* Exercise passage *
Last month I experienced a big one.  I lost my job of 18 years.  Holy crap!  Don’t ask me about the details.  Trust me, you don’t want to know.

I took the news on the chin, packed up my office, drove home and crawled in bed.  Then I proceeded to cry, scream and freak out in more ways than I thought humanly possible. 

Fortunately, with the support of friends, family, wine and miscellaneous drugs, I avoided a trip to the crazy farm.

Still, I was left with quite a challenge.  How is a middle aged woman with lupus, who has an extremely photosensitive skin condition, chronic joint pain, increasing cognitive dysfunction, kidney damage, central nervous system deficits, anemia and minimal physical endurance going to find a well-paying job?  How is she going to find a job that allows her to be absent from work every three weeks so she can go to the hospital for day-long infusions?  How will she pay her bills and health insurance premium?

A life of crime had too many start-up costs.  And I didn’t want to cash in my vast fortune of inherited wealth.

Instead, I decided to trust the process.

* Data for analysis *
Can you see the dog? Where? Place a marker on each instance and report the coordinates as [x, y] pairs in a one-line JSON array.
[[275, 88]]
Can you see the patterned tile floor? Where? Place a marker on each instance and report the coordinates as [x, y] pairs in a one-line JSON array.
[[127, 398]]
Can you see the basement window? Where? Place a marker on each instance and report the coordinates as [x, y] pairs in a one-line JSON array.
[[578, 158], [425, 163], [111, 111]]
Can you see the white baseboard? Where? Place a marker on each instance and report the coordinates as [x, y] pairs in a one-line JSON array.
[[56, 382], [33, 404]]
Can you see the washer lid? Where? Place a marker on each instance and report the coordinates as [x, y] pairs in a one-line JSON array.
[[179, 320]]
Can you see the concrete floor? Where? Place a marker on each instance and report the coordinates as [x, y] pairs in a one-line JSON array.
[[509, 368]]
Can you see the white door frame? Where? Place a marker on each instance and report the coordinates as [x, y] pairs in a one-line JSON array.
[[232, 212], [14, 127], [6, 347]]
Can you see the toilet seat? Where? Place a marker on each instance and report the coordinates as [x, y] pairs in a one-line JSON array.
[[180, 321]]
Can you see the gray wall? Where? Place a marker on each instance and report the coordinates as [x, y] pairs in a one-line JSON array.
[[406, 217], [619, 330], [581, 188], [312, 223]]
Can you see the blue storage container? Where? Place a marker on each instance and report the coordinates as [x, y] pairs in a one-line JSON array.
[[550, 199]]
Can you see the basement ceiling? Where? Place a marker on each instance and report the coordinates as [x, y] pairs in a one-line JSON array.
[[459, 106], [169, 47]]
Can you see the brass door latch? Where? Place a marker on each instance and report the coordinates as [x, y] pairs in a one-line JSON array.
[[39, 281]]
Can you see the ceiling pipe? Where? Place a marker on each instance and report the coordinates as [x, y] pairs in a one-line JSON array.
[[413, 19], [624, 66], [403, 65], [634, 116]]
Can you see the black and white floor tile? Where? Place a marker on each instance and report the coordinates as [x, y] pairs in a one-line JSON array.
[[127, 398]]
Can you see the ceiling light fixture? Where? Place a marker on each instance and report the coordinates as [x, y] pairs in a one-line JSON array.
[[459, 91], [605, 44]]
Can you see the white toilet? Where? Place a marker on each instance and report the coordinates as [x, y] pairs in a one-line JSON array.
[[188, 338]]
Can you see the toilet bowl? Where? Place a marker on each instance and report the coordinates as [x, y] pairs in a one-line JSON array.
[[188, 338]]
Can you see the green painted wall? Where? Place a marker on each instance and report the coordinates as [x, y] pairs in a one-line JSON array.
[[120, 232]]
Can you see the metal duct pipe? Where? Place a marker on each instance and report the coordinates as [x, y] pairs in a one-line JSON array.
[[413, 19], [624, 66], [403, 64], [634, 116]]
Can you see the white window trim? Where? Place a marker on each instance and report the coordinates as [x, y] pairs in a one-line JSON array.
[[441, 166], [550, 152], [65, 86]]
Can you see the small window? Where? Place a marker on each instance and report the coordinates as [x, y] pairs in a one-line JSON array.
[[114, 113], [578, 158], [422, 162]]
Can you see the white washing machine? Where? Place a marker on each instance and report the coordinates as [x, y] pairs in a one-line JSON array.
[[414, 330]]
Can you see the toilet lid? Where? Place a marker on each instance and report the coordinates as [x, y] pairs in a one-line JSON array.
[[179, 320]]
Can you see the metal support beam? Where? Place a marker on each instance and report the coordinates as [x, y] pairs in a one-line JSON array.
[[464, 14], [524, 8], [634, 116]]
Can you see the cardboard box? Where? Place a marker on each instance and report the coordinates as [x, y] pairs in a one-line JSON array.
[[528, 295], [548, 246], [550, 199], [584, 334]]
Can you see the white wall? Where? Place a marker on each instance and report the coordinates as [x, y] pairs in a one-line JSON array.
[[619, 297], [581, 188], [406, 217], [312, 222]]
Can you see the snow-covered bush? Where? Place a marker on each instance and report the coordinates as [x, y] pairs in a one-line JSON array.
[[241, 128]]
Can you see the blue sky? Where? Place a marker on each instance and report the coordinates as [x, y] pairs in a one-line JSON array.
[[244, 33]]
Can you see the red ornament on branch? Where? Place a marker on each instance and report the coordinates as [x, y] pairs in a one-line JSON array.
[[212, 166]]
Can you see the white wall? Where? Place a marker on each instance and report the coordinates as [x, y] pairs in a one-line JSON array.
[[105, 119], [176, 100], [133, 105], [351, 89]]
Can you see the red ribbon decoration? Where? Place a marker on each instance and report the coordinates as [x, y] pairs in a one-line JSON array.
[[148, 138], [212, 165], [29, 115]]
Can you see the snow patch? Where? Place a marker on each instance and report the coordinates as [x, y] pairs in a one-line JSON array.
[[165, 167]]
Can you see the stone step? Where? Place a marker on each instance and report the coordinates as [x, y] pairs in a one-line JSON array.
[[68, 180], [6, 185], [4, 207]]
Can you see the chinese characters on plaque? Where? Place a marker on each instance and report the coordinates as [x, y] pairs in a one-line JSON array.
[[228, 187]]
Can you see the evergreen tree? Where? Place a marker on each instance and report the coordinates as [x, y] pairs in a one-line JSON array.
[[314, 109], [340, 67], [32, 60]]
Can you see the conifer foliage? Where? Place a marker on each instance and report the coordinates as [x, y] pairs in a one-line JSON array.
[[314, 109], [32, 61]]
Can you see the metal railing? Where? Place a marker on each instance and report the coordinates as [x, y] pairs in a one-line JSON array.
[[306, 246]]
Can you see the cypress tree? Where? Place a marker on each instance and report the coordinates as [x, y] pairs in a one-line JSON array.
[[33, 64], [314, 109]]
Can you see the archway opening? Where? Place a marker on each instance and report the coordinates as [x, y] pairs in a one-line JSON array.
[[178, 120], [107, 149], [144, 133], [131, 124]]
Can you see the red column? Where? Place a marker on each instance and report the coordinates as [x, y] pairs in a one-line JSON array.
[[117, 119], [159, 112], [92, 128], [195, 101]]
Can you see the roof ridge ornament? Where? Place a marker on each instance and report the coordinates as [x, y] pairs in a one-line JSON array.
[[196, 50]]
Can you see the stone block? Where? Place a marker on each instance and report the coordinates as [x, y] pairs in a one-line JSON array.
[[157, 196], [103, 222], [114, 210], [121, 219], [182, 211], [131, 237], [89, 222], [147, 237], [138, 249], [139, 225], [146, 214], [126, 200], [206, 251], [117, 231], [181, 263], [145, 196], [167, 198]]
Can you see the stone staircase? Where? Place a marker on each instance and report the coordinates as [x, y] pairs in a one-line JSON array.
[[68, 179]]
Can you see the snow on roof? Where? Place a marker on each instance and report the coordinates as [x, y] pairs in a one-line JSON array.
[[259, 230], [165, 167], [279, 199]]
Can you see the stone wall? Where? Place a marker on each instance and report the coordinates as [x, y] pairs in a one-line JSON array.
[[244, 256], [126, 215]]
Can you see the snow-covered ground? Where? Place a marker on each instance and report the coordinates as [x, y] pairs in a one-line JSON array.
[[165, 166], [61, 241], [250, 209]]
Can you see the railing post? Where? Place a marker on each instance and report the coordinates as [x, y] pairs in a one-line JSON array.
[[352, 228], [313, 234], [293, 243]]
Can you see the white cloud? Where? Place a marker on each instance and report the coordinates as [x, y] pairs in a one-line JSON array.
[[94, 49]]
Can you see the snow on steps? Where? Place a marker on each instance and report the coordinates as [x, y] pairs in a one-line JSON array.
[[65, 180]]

* Required work *
(1) Summarize the passage about losing a job in two sentences.
(2) Quote the passage about losing a job, starting with "Last month I" and going on through "thought humanly possible.".
(3) Do these statements agree with the passage about losing a job? Answer yes or no for each and quote the words that decide it. (a) The writer lost a job that had lasted 18 years. (b) The writer ended up taking a trip to the crazy farm. (c) The writer chose a life of crime.

* Solutions to the problems *
(1) After losing a job of 18 years, the writer went home and cried, screamed and panicked, but with the support of friends, family, wine and miscellaneous drugs avoided a trip to the crazy farm. Facing the challenge of how someone with lupus and its many effects could find a well-paying job that allows hospital infusions every three weeks and covers bills and health insurance, the writer decided to trust the process.

(2)
Last month I experienced a big one.  I lost my job of 18 years.  Holy crap!  Don’t ask me about the details.  Trust me, you don’t want to know.

I took the news on the chin, packed up my office, drove home and crawled in bed.  Then I proceeded to cry, scream and freak out in more ways than I thought humanly possible.

(3)
(a) Yes: "I lost my job of 18 years."
(b) No: "I avoided a trip to the crazy farm."
(c) No: "A life of crime had too many start-up costs." and "Instead, I decided to trust the process."